* Exercise aim *
Copy every line of the records below verbatim, with no changes.

◇ ◇ ◇ ◇ ◇

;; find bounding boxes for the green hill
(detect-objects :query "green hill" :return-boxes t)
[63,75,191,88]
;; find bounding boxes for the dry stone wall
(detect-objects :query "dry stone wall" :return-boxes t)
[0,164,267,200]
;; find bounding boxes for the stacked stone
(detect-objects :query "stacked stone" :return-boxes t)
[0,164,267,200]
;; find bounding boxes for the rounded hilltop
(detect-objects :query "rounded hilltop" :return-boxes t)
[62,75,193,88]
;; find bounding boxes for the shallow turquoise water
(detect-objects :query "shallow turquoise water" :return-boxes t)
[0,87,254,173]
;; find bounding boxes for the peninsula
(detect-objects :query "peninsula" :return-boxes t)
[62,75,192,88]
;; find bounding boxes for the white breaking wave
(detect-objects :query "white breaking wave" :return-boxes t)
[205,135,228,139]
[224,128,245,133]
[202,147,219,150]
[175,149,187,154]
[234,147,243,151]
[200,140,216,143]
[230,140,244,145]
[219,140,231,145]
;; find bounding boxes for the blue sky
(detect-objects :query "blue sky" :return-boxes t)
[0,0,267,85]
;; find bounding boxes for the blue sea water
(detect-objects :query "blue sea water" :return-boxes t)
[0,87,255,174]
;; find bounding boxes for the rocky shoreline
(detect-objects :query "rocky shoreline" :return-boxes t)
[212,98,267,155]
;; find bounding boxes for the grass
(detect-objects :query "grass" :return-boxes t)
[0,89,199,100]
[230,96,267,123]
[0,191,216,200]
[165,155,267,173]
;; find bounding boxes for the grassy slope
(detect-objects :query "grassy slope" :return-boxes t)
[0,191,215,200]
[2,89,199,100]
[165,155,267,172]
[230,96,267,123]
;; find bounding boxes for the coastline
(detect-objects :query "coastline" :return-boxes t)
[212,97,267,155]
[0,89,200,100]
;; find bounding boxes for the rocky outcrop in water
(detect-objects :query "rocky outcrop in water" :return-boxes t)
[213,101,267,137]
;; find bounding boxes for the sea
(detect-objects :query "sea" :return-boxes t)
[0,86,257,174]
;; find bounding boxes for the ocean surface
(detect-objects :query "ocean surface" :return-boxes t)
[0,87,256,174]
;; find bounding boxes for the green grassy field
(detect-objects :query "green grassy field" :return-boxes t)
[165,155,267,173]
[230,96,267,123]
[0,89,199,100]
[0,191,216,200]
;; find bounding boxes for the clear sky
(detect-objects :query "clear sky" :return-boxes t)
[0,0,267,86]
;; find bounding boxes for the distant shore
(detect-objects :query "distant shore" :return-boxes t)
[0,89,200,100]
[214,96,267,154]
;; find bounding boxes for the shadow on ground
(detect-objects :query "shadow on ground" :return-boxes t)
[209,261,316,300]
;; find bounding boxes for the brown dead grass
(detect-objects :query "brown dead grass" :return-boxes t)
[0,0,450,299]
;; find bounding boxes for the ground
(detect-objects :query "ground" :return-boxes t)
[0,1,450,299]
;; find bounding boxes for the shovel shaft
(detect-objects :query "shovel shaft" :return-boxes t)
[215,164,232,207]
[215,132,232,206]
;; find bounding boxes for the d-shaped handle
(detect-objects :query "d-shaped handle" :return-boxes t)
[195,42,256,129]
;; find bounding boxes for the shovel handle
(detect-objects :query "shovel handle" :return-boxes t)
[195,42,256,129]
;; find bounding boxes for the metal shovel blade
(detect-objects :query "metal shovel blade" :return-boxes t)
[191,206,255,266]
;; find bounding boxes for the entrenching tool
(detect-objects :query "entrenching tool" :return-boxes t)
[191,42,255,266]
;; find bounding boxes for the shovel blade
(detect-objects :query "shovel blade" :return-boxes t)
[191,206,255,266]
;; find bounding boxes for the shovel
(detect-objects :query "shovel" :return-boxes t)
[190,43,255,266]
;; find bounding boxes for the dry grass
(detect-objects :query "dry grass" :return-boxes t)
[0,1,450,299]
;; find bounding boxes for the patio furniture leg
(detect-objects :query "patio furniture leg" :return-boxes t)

◇ ◇ ◇ ◇ ◇

* Exercise solution *
;; find bounding boxes for the green hill
(detect-objects :query "green hill" :return-boxes t)
[63,75,191,88]
;; find bounding boxes for the dry stone wall
(detect-objects :query "dry stone wall" :return-boxes t)
[0,164,267,200]
;; find bounding boxes for the stacked stone
(detect-objects :query "stacked stone" :return-boxes t)
[0,164,267,200]
;; find bounding boxes for the rounded hilltop
(detect-objects :query "rounded hilltop" :return-boxes t)
[62,75,193,88]
;; find bounding boxes for the shallow turquoise water
(detect-objects :query "shallow turquoise water" :return-boxes t)
[0,87,254,173]
;; find bounding boxes for the peninsula
(detect-objects :query "peninsula" :return-boxes t)
[62,75,192,88]
;; find bounding boxes for the white breaking wave
(detect-objects :query "white breaking wave" :return-boxes t)
[205,135,228,139]
[224,128,245,133]
[202,147,219,150]
[175,149,187,154]
[234,147,243,151]
[200,140,216,143]
[230,140,244,145]
[219,140,231,145]
;; find bounding boxes for the blue sky
(detect-objects :query "blue sky" :return-boxes t)
[0,0,267,85]
;; find bounding boxes for the blue sea water
(detect-objects :query "blue sea water" :return-boxes t)
[0,87,255,174]
;; find bounding boxes for the rocky shoreline
(detect-objects :query "rocky shoreline" :return-boxes t)
[212,98,267,155]
;; find bounding boxes for the grass
(detect-objects :query "grass" :return-boxes t)
[0,89,199,100]
[230,96,267,123]
[0,191,216,200]
[165,155,267,173]
;; find bounding boxes for the grassy slope
(detect-objects :query "grassy slope" :return-boxes t)
[0,191,215,200]
[2,89,199,100]
[165,155,267,172]
[230,96,267,123]
;; find bounding boxes for the coastline
(detect-objects :query "coastline" :return-boxes t)
[212,97,267,155]
[0,89,200,100]
;; find bounding boxes for the rocky outcrop in water
(detect-objects :query "rocky outcrop in water" :return-boxes t)
[213,101,267,137]
;; find bounding boxes for the sea
(detect-objects :query "sea" :return-boxes t)
[0,86,257,174]
;; find bounding boxes for the ocean surface
(detect-objects :query "ocean surface" :return-boxes t)
[0,87,256,174]
;; find bounding boxes for the green grassy field
(detect-objects :query "green grassy field" :return-boxes t)
[165,155,267,173]
[230,96,267,123]
[0,89,199,100]
[0,191,216,200]
;; find bounding boxes for the clear sky
(detect-objects :query "clear sky" :return-boxes t)
[0,0,267,86]
;; find bounding boxes for the distant shore
(detect-objects :query "distant shore" :return-boxes t)
[0,89,200,100]
[214,96,267,154]
;; find bounding boxes for the shadow on ground
(detect-objects :query "shadow on ground" :return-boxes t)
[209,261,316,300]
;; find bounding boxes for the brown dead grass
(detect-objects :query "brown dead grass" :return-boxes t)
[0,0,450,299]
;; find bounding boxes for the ground
(detect-objects :query "ground" :return-boxes t)
[0,1,450,299]
;; find bounding boxes for the shovel shaft
(detect-objects :query "shovel shaft" :return-boxes t)
[215,164,232,207]
[215,132,232,206]
;; find bounding boxes for the d-shaped handle
(detect-objects :query "d-shaped handle" :return-boxes t)
[195,42,256,129]
;; find bounding boxes for the shovel handle
(detect-objects :query "shovel handle" :return-boxes t)
[195,42,256,129]
;; find bounding boxes for the metal shovel blade
(detect-objects :query "metal shovel blade" :return-boxes t)
[191,206,255,266]
;; find bounding boxes for the entrenching tool
(detect-objects :query "entrenching tool" :return-boxes t)
[191,42,255,266]
;; find bounding boxes for the shovel blade
(detect-objects :query "shovel blade" :return-boxes t)
[191,206,255,266]
;; find bounding boxes for the shovel
(detect-objects :query "shovel" :return-boxes t)
[190,43,255,266]
;; find bounding boxes for the dry grass
(detect-objects :query "dry grass" :return-boxes t)
[0,1,450,299]
;; find bounding boxes for the patio furniture leg
(detect-objects :query "patio furniture leg" :return-boxes t)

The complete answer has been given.